* **TEXT BLOCK**
Despite these advantages, the Section 8 program is woefully inadequate. The wait-list for vouchers in many cities is as long as six years, and in some places the lists are no longer open. As rents rise along with occupancy rates, there is little incentive for landlords to participate in the program. Vouchers will be ineffective when there are too few dwellings available, so we must consider the supply side as well.

Supply side
In the middle of the 20th century the federal government directly funded new public housing. This was a failure on many levels: social, architectural and economic. Many blame the architecture that was primarily large, bland blocks of apartments set in expanses of featureless landscapes. Federal guidelines restricted the designs, excluding any element that was deemed unnecessary, including closet doors. (The notion was this would compel the poor to be tidy.) These projects displaced many families, oftentimes from highly socialized, tightly knit communities that were bulldozed in the name of urban renewal.

* **DATA PROVIDED**
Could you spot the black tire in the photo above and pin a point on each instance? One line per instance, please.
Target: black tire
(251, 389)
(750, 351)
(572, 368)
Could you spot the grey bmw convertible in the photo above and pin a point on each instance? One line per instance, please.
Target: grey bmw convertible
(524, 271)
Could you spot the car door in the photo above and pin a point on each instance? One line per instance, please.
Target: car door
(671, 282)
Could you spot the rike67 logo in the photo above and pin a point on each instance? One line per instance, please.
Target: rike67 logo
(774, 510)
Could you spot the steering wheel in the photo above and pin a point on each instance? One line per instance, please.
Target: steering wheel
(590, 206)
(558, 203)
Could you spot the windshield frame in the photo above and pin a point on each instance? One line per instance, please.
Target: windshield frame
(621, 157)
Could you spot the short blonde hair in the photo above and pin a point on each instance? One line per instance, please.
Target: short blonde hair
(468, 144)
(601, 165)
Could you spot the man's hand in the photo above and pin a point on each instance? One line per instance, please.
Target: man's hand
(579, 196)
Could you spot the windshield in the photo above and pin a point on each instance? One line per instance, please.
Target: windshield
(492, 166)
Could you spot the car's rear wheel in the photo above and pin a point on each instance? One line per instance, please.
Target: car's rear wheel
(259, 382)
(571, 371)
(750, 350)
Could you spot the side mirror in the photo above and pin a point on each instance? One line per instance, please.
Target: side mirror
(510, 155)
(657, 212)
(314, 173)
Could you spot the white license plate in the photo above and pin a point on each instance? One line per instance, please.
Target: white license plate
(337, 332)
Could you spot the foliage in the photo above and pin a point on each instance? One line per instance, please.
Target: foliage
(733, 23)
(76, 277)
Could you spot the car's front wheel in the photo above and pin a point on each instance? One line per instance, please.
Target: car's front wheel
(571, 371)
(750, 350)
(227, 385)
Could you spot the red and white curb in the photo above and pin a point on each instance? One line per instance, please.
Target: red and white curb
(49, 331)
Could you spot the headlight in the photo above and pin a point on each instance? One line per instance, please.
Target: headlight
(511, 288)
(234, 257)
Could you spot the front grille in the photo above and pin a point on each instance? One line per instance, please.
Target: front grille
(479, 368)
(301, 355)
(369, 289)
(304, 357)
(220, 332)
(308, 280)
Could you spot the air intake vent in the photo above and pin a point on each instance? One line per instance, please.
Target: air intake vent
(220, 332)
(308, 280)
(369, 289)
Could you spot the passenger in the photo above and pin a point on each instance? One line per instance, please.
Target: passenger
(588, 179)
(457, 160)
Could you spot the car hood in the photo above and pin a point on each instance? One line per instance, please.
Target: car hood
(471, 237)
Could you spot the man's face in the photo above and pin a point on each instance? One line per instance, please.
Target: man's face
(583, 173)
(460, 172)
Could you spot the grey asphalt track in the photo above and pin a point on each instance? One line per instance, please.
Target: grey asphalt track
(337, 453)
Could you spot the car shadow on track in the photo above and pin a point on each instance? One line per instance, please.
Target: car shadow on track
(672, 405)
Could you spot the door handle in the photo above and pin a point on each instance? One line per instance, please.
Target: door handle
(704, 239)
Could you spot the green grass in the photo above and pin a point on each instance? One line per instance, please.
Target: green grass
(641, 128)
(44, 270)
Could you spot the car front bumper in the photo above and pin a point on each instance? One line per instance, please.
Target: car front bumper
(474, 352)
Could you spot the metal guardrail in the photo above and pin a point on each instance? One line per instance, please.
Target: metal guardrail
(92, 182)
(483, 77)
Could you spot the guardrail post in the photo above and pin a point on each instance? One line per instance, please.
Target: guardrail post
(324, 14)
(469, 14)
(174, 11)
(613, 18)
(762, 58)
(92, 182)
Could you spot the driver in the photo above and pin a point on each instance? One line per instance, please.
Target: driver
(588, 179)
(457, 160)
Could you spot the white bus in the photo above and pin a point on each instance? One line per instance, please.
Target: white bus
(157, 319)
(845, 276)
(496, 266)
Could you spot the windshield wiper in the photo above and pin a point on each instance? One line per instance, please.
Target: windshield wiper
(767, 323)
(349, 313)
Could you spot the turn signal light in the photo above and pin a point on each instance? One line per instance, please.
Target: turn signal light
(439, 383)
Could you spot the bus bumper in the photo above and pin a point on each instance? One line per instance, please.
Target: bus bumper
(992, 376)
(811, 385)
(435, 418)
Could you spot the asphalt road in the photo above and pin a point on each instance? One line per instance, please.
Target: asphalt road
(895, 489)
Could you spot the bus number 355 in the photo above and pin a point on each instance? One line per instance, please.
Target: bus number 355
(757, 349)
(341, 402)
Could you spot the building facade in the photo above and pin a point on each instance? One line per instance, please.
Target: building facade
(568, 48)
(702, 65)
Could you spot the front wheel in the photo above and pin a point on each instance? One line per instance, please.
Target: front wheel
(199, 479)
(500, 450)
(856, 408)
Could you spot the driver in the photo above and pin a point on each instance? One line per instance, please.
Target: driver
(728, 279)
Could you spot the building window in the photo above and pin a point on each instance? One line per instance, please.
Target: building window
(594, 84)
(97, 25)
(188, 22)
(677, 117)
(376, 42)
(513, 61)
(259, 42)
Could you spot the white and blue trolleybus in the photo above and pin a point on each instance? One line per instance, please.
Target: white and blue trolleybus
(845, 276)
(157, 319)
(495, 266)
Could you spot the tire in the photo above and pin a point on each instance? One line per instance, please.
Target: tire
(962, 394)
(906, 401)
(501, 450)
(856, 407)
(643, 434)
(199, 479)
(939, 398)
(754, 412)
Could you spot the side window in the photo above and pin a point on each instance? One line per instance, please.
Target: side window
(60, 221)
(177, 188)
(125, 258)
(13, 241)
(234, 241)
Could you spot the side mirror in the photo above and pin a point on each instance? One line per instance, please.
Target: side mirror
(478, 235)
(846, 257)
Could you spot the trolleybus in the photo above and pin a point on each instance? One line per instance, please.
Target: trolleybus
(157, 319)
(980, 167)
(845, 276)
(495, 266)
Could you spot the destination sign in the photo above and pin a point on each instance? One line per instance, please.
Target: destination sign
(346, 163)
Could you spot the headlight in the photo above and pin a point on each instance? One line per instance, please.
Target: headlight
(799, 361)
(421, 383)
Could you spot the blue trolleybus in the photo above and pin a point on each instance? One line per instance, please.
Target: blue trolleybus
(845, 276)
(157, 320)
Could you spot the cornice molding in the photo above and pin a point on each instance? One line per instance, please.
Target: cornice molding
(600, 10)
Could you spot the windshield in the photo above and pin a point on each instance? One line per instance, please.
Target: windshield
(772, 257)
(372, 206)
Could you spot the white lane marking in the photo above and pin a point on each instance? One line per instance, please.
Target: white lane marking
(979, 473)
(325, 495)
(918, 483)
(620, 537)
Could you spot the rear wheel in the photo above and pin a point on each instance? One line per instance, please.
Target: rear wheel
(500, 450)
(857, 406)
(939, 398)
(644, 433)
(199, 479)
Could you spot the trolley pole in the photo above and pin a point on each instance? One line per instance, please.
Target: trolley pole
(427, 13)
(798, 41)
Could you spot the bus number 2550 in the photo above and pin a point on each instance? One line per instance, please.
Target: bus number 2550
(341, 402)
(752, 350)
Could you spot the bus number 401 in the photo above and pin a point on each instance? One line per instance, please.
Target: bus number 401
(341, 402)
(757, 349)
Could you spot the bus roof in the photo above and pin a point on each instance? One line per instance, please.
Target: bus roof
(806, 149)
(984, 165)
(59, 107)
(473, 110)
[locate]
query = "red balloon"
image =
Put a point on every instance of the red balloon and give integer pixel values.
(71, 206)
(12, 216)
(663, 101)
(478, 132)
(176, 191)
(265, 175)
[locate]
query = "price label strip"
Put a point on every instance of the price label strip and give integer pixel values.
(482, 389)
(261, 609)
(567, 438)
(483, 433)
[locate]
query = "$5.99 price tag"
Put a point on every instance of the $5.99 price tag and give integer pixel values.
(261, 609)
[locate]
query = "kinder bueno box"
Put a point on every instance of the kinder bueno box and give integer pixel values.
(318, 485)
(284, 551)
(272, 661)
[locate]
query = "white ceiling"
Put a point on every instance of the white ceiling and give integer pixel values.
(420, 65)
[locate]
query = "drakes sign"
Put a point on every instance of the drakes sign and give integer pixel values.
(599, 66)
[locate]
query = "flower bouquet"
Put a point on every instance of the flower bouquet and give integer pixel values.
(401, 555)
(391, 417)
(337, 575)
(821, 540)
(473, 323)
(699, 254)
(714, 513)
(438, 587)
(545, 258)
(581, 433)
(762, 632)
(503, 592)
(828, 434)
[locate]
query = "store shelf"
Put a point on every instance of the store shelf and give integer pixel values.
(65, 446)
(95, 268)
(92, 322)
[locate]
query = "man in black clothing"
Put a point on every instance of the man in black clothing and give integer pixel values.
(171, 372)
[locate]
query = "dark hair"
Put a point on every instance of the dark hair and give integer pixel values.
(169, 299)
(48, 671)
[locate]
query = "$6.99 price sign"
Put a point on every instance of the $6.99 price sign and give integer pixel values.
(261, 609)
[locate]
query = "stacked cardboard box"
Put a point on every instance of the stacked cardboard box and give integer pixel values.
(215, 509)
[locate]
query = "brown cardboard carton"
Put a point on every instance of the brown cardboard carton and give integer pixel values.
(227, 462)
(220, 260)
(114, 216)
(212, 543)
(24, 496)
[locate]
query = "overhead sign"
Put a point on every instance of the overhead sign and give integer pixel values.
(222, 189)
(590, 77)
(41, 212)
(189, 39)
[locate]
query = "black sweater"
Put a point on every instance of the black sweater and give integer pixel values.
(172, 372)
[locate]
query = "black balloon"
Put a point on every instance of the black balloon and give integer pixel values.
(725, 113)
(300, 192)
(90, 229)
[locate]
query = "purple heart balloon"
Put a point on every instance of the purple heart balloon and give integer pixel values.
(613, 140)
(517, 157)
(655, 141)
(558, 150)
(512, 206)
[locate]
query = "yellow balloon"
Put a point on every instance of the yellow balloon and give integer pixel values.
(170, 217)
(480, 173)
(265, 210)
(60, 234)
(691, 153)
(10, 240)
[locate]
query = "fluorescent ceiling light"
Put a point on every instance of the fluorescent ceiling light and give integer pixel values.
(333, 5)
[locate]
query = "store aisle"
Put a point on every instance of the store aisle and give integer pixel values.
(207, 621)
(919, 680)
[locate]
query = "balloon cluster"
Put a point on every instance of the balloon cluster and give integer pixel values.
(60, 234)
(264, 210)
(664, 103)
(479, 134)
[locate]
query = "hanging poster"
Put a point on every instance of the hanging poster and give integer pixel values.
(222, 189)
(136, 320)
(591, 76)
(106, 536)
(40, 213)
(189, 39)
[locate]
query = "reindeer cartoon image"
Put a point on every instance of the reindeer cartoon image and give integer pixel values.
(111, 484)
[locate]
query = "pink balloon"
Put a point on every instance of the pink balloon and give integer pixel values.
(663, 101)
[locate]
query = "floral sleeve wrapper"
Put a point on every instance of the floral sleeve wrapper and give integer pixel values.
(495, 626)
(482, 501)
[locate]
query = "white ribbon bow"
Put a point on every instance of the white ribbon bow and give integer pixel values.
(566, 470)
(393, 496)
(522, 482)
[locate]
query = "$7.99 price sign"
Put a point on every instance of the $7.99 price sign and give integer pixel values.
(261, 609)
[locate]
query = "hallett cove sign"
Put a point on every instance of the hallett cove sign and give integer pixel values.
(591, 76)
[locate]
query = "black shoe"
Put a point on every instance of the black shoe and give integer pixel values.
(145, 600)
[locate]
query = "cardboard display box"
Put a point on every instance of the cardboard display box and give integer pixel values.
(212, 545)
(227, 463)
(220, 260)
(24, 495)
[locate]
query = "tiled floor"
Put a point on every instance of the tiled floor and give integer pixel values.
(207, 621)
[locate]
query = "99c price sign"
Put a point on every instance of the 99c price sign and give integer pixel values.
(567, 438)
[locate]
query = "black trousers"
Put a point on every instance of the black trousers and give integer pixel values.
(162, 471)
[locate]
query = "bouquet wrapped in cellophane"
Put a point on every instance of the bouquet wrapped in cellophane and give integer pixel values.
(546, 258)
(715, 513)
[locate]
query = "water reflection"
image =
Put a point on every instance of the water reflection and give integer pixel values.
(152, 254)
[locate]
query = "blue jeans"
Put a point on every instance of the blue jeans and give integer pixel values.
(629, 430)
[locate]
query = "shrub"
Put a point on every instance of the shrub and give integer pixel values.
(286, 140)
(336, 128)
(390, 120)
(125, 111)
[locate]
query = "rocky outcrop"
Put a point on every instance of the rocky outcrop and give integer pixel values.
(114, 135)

* **SHORT EXERCISE 1**
In the housing policy text, how long is the wait-list for vouchers in many cities?
* **SHORT EXERCISE 2**
Identify every line of the listing that contains the word "passenger".

* **EXPECTED ANSWER 1**
As long as six years.

* **EXPECTED ANSWER 2**
Could you spot the passenger in the photo above and pin a point on each instance? One line per instance, please.
Target: passenger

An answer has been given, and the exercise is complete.